Consigna:
Por favor, escribe literalmente el fragmento del texto de lectura comprendido entre "Instantes después de" y "mirar de nuevo.", ambos incluidos.

Texto de lectura:
--- --- ---
Tras una reunión en la sede de Google (sobre la que escribiré otro día), uno de sus directivos tuvo el detalle de acercarme a mi alojamiento.
Instantes después de bajarme de su coche, eché en falta mi móvil. Pensé, sin apurarme demasiado, que lo habría dejado apoyado en algún lugar del vehículo al estrecharle la mano como despedida o al desabrocharme el cinturón. No obstante, al recordar que vestía una camisa sin bolsillo (y por tanto antigua, pues ya no las compro sin él), volví sobre mis pasos por si el teléfono se me hubiera caído al suelo al intentar meterlo en el inexistente bolsillo. Pero allí no había nada.
Me apresuré entonces a la casa de los amigos con los que me alojaba. Al llegar, llamé un par de veces desde el fijo a mi propio teléfono. Sin respuesta. Por suerte tenía el número particular del directivo de Google, así que le llamé para preguntarle si había visto mi móvil en su coche. Nada; no había visto nada, pero bajaría a mirar de nuevo.
--- --- ---
Datos proporcionados:
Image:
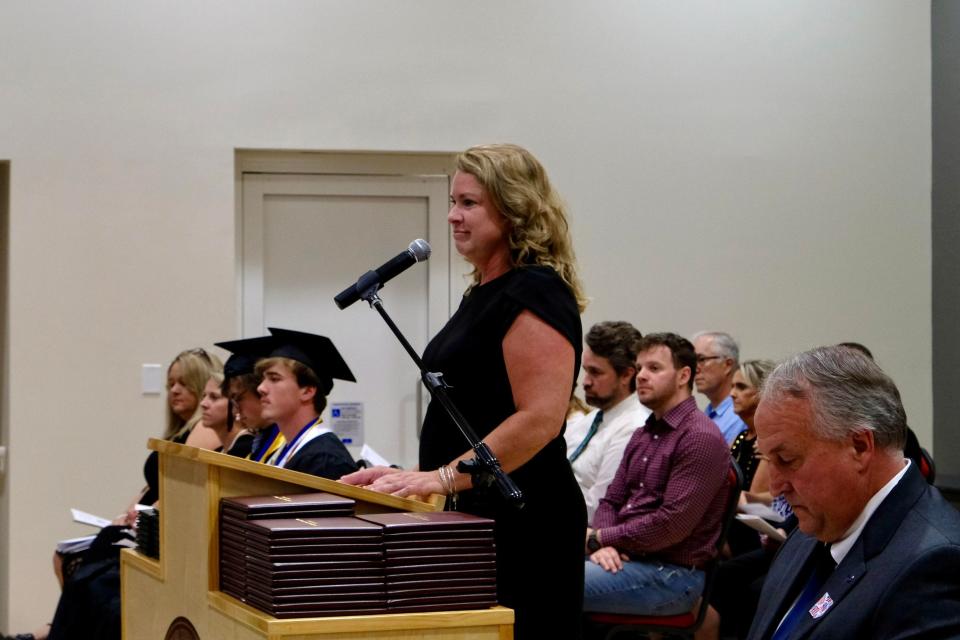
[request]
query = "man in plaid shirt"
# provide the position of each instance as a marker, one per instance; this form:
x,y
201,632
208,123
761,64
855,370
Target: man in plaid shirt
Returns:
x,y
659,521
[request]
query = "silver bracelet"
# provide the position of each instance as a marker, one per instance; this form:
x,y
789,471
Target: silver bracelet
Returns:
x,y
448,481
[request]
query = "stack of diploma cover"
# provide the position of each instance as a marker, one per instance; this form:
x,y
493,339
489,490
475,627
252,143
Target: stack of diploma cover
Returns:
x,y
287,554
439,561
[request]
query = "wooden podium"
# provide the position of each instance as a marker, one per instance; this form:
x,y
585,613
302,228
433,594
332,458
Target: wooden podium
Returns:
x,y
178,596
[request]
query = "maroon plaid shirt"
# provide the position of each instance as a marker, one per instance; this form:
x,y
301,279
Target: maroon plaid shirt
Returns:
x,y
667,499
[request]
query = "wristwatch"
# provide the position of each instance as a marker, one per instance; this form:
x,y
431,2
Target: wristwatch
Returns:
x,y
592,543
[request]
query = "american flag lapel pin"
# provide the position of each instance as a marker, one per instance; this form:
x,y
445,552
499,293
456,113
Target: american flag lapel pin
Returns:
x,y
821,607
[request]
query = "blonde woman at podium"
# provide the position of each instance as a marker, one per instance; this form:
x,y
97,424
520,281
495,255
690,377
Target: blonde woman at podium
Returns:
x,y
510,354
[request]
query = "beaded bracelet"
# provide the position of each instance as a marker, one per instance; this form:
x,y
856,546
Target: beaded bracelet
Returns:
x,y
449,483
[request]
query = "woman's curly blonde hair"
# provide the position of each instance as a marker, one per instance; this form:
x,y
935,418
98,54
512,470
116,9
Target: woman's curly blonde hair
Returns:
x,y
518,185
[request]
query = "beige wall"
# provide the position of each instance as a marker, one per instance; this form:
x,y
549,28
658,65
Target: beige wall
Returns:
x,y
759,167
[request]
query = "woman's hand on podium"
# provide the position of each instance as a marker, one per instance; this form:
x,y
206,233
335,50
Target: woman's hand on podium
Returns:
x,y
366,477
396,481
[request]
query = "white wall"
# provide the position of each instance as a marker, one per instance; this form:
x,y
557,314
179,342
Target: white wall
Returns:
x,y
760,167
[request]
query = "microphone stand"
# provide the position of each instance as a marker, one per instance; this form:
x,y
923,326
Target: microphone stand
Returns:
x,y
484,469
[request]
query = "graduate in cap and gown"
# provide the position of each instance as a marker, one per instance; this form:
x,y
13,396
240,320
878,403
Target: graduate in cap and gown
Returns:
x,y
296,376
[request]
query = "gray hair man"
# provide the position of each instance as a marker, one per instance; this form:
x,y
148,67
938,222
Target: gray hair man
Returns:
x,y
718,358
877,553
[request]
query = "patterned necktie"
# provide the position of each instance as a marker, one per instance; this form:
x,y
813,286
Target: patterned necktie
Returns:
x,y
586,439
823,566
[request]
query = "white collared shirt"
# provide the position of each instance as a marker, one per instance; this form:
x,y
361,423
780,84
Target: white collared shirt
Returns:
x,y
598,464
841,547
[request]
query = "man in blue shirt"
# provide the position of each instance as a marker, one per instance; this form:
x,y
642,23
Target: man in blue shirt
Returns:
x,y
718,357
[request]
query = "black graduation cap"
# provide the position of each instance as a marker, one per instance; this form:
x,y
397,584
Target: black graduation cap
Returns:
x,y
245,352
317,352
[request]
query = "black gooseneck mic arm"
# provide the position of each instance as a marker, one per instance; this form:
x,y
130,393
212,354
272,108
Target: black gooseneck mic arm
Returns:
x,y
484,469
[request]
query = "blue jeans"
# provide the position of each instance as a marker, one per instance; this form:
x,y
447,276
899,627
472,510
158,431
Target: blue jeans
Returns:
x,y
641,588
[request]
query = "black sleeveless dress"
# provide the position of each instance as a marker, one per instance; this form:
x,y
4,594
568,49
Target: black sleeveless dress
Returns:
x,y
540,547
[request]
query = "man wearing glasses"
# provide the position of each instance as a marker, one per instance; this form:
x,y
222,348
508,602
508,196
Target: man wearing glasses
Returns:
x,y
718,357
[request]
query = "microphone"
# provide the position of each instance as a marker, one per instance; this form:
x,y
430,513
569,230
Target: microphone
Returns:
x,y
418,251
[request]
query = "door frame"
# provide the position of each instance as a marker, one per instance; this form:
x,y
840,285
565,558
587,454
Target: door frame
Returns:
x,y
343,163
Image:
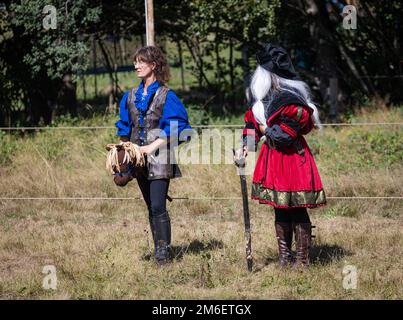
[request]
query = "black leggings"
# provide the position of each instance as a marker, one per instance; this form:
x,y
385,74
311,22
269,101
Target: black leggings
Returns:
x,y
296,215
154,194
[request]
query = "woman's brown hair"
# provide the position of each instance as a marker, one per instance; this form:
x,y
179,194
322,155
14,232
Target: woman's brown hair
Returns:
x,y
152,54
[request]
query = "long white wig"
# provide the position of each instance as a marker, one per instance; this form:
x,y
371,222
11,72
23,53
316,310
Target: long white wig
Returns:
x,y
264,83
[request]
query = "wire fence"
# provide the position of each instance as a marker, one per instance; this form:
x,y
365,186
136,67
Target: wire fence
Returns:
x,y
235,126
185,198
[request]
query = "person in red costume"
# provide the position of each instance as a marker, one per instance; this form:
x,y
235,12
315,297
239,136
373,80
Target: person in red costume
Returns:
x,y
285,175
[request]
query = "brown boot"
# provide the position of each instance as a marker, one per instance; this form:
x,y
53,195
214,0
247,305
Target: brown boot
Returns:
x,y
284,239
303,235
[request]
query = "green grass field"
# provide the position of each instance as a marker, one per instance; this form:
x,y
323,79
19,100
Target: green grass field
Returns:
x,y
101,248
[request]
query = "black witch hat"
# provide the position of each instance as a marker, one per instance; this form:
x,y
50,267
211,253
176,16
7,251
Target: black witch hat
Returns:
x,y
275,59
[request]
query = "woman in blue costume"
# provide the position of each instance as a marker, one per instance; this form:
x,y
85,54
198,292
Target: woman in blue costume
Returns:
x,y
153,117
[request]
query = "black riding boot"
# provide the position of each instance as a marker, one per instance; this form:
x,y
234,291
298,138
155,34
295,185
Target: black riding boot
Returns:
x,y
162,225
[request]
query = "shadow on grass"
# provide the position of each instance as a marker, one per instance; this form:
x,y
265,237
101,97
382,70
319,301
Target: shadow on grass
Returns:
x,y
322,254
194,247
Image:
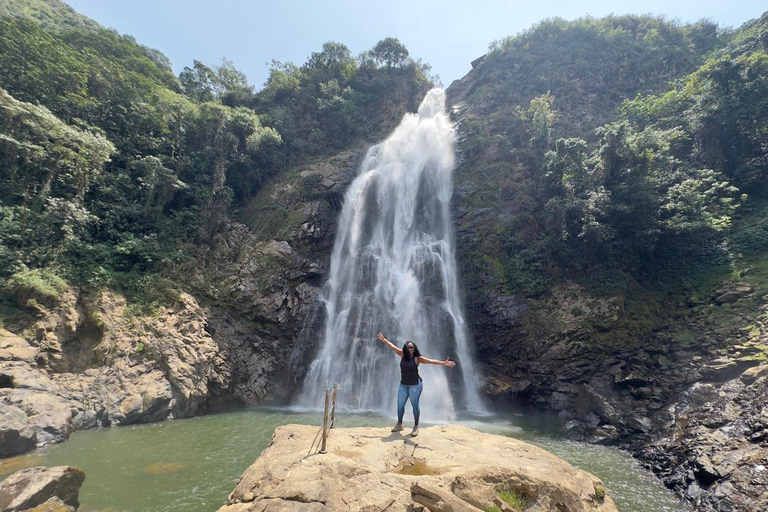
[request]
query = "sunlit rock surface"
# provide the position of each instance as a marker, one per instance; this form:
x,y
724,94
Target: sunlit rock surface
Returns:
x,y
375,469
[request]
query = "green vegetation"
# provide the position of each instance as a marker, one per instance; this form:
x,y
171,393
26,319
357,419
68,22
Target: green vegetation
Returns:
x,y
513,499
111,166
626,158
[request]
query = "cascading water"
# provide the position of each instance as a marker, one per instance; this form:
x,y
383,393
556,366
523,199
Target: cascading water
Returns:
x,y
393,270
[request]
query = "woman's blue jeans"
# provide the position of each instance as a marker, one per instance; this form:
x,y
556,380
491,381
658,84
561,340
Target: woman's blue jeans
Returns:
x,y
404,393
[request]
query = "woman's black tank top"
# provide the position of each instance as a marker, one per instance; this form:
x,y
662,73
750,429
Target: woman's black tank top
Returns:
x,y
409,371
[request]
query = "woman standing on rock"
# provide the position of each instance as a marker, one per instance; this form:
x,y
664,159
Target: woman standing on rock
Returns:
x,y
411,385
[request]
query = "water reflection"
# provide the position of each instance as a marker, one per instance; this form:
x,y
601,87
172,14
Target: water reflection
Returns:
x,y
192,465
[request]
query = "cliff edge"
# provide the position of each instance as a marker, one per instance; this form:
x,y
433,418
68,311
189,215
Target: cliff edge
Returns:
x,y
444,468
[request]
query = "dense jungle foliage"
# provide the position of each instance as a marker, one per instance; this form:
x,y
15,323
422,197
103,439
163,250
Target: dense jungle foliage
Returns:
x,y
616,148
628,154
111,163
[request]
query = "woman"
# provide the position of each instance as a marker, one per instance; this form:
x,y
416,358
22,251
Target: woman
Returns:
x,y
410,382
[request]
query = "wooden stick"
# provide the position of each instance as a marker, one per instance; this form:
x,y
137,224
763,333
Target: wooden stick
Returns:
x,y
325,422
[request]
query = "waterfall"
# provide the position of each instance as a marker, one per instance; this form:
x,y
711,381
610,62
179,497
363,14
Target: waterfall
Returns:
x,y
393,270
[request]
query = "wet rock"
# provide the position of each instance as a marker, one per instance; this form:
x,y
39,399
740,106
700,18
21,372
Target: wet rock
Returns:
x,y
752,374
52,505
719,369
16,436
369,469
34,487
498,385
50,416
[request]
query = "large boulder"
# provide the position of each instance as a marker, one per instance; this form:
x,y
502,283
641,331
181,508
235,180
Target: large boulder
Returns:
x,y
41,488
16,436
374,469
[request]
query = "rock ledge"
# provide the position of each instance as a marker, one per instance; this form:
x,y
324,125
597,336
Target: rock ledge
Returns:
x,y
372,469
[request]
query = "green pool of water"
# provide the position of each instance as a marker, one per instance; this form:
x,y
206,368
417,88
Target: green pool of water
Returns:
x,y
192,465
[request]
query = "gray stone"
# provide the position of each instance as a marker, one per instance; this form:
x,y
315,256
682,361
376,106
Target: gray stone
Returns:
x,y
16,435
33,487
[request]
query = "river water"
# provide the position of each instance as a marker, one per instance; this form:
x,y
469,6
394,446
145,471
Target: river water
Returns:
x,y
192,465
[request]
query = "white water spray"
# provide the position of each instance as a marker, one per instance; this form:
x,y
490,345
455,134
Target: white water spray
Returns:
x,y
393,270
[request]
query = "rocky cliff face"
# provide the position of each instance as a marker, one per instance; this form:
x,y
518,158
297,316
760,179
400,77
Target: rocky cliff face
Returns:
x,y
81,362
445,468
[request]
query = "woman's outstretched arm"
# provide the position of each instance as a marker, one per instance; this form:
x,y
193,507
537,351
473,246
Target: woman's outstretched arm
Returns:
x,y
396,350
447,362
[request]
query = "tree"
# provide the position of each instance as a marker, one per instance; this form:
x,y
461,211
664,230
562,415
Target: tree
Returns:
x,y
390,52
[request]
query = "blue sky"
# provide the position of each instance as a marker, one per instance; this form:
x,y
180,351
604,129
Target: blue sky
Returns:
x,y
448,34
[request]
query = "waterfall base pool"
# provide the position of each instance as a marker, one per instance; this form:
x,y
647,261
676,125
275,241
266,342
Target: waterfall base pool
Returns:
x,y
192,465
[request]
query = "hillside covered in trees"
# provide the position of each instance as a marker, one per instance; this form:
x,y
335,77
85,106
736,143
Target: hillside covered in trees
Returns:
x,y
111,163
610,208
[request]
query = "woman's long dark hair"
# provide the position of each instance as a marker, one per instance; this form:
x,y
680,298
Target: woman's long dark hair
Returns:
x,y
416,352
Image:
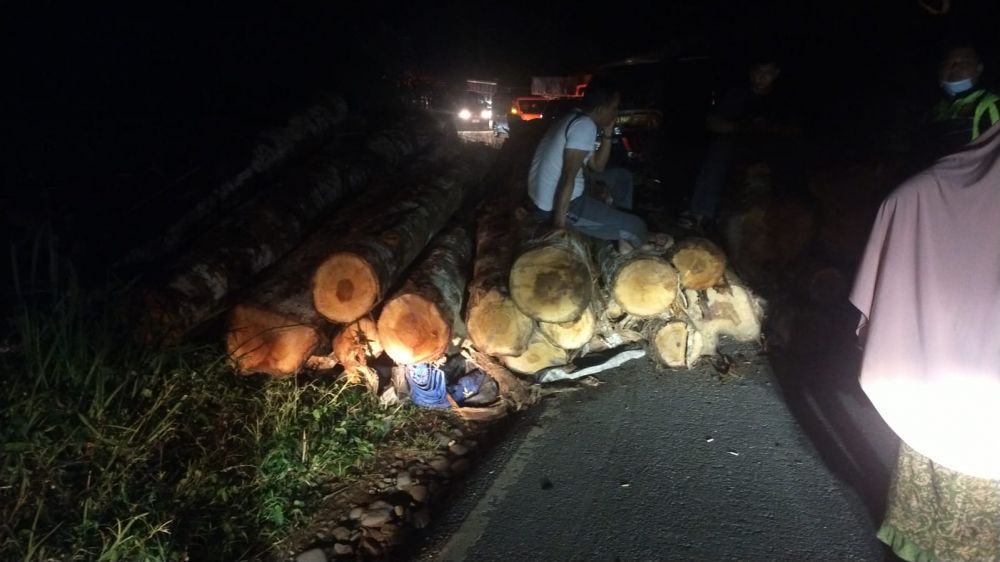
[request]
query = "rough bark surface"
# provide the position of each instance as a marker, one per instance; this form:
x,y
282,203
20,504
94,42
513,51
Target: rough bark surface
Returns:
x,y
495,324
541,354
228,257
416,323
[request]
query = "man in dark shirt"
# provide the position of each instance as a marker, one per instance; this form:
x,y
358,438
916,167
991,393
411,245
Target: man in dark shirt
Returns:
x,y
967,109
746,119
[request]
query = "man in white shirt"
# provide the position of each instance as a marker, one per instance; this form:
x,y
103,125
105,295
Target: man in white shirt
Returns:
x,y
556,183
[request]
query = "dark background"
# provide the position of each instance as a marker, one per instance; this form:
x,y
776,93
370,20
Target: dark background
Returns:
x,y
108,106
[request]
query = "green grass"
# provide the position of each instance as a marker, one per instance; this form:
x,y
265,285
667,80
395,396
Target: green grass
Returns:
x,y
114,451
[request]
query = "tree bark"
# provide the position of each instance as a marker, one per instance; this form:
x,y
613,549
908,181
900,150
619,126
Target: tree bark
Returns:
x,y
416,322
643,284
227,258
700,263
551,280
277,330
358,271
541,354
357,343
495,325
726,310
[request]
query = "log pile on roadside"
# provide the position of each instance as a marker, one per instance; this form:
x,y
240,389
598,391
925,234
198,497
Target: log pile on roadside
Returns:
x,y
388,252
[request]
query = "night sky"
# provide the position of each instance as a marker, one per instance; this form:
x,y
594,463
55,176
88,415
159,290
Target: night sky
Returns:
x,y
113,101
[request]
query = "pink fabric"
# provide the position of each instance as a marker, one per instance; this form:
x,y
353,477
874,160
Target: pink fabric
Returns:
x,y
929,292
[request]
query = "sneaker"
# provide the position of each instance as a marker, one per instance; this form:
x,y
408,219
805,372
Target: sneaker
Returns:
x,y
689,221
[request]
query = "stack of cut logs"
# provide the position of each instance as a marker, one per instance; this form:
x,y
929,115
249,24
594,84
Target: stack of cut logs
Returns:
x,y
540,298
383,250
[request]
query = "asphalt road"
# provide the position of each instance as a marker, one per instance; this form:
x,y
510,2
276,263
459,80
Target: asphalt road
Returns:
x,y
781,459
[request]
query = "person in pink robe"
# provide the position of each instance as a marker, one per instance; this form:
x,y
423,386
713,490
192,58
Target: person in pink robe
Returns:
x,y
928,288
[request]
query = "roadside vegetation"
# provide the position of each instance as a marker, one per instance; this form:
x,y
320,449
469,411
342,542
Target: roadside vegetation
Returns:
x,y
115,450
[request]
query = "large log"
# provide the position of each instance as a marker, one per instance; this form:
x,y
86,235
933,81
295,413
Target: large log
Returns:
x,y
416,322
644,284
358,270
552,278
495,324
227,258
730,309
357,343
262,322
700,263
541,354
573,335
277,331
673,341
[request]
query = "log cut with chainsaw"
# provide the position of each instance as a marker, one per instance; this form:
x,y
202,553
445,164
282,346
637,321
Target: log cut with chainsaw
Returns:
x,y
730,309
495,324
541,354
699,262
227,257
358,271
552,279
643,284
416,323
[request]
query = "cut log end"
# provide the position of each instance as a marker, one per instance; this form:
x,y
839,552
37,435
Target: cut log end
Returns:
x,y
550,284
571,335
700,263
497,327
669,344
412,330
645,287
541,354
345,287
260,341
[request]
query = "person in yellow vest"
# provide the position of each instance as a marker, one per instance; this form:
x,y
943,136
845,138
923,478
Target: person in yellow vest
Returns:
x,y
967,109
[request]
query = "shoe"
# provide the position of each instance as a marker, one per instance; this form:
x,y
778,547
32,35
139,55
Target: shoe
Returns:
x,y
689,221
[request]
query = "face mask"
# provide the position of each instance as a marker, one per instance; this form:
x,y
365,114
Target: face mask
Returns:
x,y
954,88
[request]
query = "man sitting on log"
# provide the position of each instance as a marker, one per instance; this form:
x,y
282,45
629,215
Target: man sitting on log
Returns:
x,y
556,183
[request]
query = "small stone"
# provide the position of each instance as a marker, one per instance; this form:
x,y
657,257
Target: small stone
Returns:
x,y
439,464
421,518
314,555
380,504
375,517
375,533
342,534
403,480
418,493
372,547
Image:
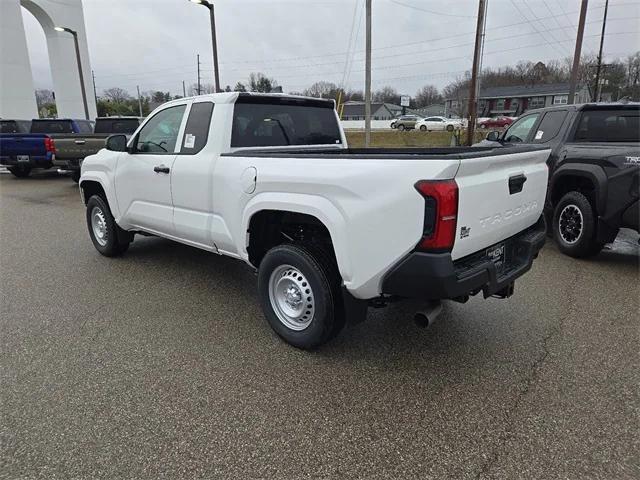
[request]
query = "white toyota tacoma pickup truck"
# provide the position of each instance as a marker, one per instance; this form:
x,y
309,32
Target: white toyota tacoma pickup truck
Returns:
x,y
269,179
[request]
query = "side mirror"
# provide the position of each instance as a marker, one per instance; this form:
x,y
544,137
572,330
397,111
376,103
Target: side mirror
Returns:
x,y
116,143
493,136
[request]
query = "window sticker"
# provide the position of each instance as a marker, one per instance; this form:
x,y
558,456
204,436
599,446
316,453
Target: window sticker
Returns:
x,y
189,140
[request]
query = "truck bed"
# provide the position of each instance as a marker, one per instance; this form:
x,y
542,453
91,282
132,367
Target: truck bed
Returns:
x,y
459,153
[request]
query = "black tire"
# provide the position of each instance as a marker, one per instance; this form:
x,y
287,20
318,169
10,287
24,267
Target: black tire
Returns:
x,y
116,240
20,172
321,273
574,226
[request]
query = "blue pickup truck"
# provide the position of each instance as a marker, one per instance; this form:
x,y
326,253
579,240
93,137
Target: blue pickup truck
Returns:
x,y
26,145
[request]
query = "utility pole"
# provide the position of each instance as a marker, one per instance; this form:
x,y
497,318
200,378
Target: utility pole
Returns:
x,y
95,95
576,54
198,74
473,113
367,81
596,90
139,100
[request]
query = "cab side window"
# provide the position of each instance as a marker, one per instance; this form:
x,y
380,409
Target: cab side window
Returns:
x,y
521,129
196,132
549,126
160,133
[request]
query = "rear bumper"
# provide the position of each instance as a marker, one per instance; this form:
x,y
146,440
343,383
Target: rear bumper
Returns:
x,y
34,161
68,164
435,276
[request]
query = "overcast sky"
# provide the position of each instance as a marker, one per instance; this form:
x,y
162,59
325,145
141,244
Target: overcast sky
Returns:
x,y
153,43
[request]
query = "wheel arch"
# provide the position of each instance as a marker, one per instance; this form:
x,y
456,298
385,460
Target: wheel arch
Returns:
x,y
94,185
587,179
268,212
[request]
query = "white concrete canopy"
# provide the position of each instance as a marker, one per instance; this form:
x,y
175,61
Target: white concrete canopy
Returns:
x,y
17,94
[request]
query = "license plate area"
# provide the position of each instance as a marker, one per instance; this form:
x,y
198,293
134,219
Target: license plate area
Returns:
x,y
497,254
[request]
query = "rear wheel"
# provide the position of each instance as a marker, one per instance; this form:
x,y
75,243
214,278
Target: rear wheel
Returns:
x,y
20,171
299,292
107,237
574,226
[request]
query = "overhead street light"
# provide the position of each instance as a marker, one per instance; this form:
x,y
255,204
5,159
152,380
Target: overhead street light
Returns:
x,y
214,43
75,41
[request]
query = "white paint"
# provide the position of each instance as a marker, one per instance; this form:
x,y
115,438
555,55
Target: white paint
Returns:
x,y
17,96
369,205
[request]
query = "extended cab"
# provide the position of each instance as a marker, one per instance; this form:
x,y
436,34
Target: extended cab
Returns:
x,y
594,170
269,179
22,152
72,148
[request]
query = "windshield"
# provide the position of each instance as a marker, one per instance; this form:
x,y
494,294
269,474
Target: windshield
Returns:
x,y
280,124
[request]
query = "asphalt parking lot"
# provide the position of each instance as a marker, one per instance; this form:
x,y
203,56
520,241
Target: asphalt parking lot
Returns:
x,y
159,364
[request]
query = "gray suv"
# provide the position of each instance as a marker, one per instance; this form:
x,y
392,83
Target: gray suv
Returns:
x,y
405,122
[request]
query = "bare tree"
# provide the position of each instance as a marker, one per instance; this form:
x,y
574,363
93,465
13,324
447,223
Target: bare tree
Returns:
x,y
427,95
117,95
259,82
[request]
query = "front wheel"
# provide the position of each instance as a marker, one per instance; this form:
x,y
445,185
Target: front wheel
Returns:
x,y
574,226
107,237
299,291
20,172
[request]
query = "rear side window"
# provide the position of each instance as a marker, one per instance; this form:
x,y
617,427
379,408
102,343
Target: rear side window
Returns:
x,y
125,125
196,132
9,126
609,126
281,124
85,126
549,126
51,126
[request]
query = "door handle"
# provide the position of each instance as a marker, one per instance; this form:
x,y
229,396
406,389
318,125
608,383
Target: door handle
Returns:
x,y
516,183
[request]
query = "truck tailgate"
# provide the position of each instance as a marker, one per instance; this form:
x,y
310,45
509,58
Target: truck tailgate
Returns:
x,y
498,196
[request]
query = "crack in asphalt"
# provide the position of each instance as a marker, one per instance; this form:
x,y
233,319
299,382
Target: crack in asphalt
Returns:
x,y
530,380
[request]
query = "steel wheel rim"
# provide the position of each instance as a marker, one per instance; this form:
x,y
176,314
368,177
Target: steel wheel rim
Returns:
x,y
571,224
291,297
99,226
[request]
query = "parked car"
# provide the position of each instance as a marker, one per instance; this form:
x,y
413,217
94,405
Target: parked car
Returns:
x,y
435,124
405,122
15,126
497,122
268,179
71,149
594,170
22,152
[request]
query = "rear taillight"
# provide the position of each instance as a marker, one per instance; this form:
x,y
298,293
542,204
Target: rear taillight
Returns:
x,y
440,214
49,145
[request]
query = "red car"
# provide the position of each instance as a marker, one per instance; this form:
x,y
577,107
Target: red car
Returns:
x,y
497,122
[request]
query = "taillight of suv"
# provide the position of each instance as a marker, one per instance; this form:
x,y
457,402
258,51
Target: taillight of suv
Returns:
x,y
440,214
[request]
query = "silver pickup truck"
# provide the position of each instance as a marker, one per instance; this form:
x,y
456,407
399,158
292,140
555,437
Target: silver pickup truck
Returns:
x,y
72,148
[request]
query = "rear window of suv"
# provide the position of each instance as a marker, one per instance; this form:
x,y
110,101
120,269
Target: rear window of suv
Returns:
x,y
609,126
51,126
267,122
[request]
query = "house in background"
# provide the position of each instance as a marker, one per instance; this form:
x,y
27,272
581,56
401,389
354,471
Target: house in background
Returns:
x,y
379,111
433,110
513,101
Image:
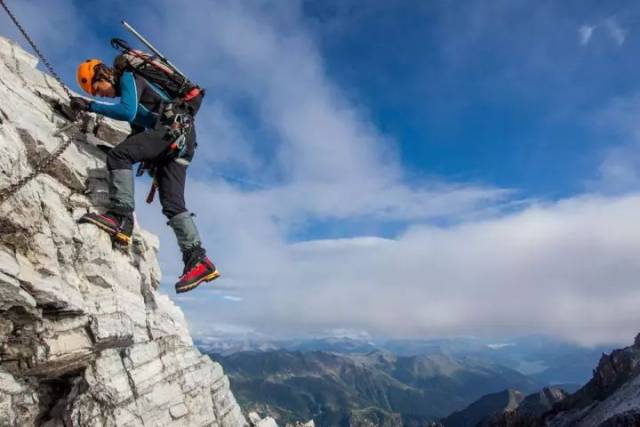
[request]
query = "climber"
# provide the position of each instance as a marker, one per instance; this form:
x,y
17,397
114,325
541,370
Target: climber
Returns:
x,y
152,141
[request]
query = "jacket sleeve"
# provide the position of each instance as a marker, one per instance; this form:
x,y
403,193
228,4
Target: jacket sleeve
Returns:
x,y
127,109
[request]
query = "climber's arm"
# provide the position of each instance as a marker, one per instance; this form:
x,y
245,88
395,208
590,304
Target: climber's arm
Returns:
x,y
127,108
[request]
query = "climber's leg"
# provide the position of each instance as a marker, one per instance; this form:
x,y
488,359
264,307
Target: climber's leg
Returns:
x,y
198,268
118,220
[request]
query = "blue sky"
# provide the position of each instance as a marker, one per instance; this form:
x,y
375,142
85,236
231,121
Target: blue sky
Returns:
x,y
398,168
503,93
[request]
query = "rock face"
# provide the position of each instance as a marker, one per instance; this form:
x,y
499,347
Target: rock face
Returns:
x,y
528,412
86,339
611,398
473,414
--- --- ---
Respuesta:
Instantes después de bajarme de su coche, eché en falta mi móvil. Pensé, sin apurarme demasiado, que lo habría dejado apoyado en algún lugar del vehículo al estrecharle la mano como despedida o al desabrocharme el cinturón. No obstante, al recordar que vestía una camisa sin bolsillo (y por tanto antigua, pues ya no las compro sin él), volví sobre mis pasos por si el teléfono se me hubiera caído al suelo al intentar meterlo en el inexistente bolsillo. Pero allí no había nada.
Me apresuré entonces a la casa de los amigos con los que me alojaba. Al llegar, llamé un par de veces desde el fijo a mi propio teléfono. Sin respuesta. Por suerte tenía el número particular del directivo de Google, así que le llamé para preguntarle si había visto mi móvil en su coche. Nada; no había visto nada, pero bajaría a mirar de nuevo.